Task instructions:
Return verbatim the run of lines that opens with the line holding "Would you mind indicating the dark undershirt" and closes with the last line of the records.

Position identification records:
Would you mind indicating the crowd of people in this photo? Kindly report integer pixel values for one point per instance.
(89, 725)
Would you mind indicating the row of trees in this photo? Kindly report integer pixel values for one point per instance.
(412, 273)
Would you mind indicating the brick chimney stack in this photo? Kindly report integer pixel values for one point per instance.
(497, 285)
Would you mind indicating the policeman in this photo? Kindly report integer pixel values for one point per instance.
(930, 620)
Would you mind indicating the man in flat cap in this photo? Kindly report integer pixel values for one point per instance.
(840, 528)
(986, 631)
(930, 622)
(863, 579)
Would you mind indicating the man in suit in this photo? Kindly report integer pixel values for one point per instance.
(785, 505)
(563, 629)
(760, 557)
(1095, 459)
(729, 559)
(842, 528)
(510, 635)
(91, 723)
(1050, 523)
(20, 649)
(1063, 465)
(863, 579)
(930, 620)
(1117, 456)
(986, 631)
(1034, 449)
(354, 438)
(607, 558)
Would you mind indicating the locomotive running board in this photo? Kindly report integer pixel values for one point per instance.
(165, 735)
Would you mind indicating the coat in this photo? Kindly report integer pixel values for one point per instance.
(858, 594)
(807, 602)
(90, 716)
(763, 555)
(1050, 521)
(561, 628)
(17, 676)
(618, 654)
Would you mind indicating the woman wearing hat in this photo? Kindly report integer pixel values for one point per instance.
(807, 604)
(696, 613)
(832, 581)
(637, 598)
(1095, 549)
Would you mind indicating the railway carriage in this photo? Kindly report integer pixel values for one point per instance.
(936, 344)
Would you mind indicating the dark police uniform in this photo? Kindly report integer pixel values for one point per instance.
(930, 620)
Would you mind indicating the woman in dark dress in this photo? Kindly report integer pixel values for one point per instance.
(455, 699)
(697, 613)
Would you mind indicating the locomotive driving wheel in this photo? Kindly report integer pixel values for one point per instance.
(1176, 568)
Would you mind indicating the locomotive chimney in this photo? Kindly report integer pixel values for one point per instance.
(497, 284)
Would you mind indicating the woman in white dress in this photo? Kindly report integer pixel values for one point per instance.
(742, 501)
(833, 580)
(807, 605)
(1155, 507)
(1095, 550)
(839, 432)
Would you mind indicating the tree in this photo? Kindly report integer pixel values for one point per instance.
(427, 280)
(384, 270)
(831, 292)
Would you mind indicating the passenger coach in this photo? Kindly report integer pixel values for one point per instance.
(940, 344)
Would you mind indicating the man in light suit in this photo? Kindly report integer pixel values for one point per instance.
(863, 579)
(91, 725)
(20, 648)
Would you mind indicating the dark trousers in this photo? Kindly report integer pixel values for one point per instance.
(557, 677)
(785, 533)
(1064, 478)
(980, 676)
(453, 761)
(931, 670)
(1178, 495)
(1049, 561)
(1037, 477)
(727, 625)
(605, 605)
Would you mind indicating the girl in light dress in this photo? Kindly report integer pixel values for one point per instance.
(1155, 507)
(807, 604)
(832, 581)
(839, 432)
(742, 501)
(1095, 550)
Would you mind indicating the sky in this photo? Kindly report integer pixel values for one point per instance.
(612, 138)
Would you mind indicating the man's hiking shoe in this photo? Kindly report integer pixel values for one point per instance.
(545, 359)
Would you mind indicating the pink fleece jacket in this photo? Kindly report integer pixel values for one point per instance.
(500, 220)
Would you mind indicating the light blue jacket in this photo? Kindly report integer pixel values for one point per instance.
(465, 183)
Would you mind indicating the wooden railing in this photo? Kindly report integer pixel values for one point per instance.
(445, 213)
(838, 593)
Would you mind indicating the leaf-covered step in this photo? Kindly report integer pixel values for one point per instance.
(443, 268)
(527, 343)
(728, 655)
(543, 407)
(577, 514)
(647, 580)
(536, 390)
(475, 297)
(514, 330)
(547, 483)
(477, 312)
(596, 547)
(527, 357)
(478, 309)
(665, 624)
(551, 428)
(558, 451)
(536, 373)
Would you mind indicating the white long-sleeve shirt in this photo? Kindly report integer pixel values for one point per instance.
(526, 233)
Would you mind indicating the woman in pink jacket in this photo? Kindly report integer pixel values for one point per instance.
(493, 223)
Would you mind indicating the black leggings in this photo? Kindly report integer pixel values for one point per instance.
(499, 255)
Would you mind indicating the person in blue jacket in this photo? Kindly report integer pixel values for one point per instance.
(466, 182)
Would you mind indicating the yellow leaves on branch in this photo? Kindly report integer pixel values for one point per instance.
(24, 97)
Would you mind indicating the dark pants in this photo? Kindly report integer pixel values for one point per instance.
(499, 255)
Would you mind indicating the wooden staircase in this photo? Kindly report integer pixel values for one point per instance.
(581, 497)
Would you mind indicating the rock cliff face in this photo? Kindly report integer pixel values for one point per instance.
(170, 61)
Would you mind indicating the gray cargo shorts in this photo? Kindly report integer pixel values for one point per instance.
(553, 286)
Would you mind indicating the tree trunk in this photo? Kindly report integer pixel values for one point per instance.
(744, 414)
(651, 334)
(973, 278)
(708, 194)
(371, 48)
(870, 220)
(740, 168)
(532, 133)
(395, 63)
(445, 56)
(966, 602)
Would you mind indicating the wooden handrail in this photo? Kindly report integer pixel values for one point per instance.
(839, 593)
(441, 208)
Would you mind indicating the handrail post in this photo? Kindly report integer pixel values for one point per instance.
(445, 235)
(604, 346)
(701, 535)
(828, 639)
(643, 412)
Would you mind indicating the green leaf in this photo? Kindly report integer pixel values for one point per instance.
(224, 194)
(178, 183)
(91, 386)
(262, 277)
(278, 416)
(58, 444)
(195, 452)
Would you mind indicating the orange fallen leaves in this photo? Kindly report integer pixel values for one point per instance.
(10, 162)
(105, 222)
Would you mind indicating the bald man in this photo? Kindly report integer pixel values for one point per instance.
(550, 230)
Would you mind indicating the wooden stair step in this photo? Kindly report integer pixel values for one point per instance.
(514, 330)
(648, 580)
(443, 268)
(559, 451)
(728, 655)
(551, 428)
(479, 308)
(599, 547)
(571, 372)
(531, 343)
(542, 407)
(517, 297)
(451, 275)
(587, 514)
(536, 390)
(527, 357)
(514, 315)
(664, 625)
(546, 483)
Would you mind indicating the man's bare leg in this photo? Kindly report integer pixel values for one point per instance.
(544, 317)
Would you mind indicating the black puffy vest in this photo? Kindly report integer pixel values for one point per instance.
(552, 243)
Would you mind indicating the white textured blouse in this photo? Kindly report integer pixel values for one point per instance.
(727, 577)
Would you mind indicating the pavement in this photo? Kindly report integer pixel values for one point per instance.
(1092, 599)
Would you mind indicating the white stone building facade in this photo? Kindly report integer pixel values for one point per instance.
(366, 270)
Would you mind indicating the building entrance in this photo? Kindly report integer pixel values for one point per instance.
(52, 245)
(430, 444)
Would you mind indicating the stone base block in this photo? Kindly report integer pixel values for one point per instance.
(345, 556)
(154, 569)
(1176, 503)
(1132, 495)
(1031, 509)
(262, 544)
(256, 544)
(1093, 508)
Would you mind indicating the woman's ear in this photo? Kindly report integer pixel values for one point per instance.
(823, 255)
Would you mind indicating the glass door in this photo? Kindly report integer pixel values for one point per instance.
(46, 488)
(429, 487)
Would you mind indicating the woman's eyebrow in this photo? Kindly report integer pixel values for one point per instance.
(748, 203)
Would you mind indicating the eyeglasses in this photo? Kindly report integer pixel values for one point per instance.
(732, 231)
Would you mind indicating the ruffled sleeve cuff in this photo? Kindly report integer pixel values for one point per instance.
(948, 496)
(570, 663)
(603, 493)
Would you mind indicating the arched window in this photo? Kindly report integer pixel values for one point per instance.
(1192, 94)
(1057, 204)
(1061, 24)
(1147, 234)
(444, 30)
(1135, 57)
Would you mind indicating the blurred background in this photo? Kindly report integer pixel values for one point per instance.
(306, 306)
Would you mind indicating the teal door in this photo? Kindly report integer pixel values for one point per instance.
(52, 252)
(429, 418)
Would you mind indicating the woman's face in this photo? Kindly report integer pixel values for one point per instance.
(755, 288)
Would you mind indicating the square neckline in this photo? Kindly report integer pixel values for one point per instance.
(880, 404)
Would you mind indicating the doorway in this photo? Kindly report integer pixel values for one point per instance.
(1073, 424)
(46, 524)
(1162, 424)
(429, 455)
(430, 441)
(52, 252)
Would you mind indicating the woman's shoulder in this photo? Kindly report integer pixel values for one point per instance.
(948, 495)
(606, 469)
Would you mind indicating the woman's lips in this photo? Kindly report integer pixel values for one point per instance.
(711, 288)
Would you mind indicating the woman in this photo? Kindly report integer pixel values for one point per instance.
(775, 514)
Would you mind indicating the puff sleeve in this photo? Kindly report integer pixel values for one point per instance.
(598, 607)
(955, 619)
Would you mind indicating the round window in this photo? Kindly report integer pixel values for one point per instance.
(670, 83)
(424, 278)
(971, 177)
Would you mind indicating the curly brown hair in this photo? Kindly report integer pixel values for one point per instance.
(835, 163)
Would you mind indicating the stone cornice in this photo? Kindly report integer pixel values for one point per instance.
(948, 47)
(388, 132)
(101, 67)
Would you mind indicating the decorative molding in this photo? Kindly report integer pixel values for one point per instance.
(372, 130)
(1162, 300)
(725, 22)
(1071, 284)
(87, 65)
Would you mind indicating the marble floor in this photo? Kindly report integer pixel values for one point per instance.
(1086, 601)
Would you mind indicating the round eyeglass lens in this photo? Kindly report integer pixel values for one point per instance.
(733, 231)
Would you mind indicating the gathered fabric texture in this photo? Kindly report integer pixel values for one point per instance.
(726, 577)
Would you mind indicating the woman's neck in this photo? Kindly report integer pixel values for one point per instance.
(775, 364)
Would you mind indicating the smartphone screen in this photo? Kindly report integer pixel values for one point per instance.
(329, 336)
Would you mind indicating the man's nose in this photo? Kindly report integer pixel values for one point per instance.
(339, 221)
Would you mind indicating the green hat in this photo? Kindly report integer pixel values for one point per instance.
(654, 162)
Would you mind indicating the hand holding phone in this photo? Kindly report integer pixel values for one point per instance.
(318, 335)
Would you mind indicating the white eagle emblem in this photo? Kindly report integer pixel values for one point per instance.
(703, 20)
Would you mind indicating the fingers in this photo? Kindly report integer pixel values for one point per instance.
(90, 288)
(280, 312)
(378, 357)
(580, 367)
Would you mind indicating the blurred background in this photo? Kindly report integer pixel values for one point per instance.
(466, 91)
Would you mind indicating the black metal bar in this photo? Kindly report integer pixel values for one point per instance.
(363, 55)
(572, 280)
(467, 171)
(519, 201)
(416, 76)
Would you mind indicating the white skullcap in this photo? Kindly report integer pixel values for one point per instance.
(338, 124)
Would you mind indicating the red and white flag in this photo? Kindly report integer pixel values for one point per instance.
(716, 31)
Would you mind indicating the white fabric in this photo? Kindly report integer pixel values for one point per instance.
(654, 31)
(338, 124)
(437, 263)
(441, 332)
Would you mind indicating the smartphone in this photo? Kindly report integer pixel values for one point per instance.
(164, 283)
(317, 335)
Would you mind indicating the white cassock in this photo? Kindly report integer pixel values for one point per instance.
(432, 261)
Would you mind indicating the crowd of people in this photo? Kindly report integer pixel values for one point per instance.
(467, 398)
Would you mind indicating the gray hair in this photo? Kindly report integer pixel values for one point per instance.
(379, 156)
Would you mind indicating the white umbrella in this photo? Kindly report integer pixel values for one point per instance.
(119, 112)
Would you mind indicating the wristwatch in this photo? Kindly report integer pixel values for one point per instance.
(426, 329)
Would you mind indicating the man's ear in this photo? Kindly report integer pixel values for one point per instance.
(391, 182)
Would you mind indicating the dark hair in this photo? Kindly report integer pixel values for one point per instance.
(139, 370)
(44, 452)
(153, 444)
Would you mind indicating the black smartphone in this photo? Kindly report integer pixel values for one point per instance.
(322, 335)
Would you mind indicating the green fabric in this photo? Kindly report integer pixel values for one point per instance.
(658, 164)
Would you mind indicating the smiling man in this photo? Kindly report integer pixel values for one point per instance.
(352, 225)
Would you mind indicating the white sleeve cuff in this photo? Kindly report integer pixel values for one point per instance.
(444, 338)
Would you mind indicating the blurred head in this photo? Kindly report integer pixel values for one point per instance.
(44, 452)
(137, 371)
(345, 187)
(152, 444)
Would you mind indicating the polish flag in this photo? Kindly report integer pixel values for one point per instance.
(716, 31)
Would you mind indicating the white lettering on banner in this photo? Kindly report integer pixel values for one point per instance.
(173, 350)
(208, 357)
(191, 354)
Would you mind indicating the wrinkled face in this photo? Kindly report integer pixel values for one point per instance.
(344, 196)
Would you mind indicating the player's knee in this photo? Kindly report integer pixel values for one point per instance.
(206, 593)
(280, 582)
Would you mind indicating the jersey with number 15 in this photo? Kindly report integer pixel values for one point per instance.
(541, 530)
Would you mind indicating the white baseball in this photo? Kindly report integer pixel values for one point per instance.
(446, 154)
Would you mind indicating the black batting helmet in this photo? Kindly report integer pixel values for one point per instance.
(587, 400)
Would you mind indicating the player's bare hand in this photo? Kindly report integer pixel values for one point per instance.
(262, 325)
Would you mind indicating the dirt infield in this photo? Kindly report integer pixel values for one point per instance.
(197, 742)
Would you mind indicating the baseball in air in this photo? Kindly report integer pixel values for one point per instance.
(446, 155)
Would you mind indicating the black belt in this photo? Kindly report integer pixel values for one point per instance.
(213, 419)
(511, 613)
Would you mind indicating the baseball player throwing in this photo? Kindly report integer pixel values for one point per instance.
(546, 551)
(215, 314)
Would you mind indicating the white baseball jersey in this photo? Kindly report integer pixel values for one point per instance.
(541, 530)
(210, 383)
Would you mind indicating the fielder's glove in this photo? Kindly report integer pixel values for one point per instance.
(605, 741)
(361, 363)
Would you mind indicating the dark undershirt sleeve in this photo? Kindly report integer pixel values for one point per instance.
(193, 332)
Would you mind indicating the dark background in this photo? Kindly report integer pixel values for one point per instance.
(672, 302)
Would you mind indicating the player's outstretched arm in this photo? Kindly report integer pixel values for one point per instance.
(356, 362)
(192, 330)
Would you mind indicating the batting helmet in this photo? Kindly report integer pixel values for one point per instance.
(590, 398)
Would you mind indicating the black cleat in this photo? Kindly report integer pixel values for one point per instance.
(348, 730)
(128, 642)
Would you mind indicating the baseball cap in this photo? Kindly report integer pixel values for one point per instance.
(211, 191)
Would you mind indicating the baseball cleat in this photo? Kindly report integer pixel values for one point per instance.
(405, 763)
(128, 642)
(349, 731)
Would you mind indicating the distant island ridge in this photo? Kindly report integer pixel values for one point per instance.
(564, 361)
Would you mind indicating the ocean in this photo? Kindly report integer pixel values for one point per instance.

Written response:
Would you mind indicating the dark undershirt sleeve in this photo? Kindly report integer pixel values for one point per instance.
(193, 332)
Would you mind indicating the dark background in this photo? Kindly report integer pixel values for one point per instance.
(672, 302)
Would you mind indicating the player's outstretched arm in this photo? Kindly report integer pixel values for one point per instance.
(356, 362)
(192, 330)
Would you mind indicating the batting helmet in this photo? Kindly report integer pixel values for one point per instance.
(590, 398)
Would you mind indicating the black cleat in this photo? Kindly report integer pixel values for one point per instance.
(348, 730)
(128, 642)
Would you mind indicating the baseball cap in this photo? Kindly report integer pixel values for one point per instance.
(211, 191)
Would you mind indicating the baseball cleat in this photo? Kindly report integer pixel values for one point per instance.
(405, 763)
(128, 642)
(349, 731)
Would you mind indicating the distant island ridge in this photo? Kindly report integer pixel values for one point per instance.
(564, 361)
Would you mind indicating the ocean in this photo? Kindly report integer pixel values for one point per instance.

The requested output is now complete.